* _Ausgangstext_

□ □ □

Serviert von Dieter R. Doden
Liebe Leserinnen und Leser,
man mag es gar nicht recht glauben, es ist schon wieder September. 2022 geht ins Land, wo ist nur der Sommer geblieben? Ich habe den Eindruck, die Jahre werden immer kürzer. Liegt es daran, dass man älter wird? Oder weil das Leben um uns herum immer schneller zu werden droht? Da ist Gegensteuern angesagt. Mit einem guten Buch kann man übrigens wunderbar die Zeit stoppen. Wenn schon nicht anhalten, so doch ein wenig verlangsamen. Probieren Sie es einmal aus. Gerade die nun vor uns liegenden Herbstabende laden dazu ein.

□ □ □

* _Aufgabenstellung_
**1)** Womit kann man laut dem Ausgangstext wunderbar die Zeit stoppen?
**2)** Setzen Sie den Ausgangstext über das Lesen an Herbstabenden im Anschluss an seinen letzten Satz fort.

* _Datensätze_
□ □ □

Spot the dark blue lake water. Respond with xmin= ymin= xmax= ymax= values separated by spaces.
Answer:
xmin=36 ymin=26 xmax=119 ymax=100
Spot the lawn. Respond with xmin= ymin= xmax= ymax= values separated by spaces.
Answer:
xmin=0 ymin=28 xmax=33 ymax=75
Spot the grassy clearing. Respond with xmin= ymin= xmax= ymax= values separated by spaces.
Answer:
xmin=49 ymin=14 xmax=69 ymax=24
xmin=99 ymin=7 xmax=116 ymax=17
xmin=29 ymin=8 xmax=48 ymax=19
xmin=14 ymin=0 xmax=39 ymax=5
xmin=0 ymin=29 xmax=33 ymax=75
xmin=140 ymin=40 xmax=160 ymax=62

□ □ □

* _Ergebnisse_
**1)** Mit einem guten Buch.

**2)**
Vielleicht ist das neue Buch von Isabel Allende der richtige Stoff dafür? „Violeta“ ist gerade erschienen und schnellt in den Bestseller-Listen nach oben. Es mag auch am hohen Bekanntheitsgrad der Autorin liegen. Sie ist immerhin eine der bekanntesten und beliebtesten Schriftstellerinnen weltweit. Allendes Werke wurden millionenfach verkauft und werden in über 40 Sprachen übersetzt. Nun geht es also um eine gewisse Violeta del Valle. Sie wird 1920 in Südamerika geboren, in eine Welt zwischen Nachwehen des Krieges und Verwüstungen durch die Spanische Grippe. „Violeta“ ist die Geschichte einer Frau, die eigensinnig, voller Humor und Leidenschaft ist, die alle Wirren ihrer Zeit ganz persönlich erlebt und erleidet. Im Buch berichtet die Romanheldin von sich selbst und nimmt uns so mit auf ihren Lebensweg. Der Weg ist 400 Seiten lang und damit für meinen Geschmack etwas zu lang geraten. Isabel Allende – die übrigens gerade 80 Jahre alt wurde – schmückt ihre Story über die 100jährige Violeta ein wenig zu sehr aus. Die Idee, Violeta in einem Brief an ihren Enkel ihre wechselvolle Geschichte berichten zu lassen, ist dennoch ideal. Also von mir vier von fünf möglichen Sternen.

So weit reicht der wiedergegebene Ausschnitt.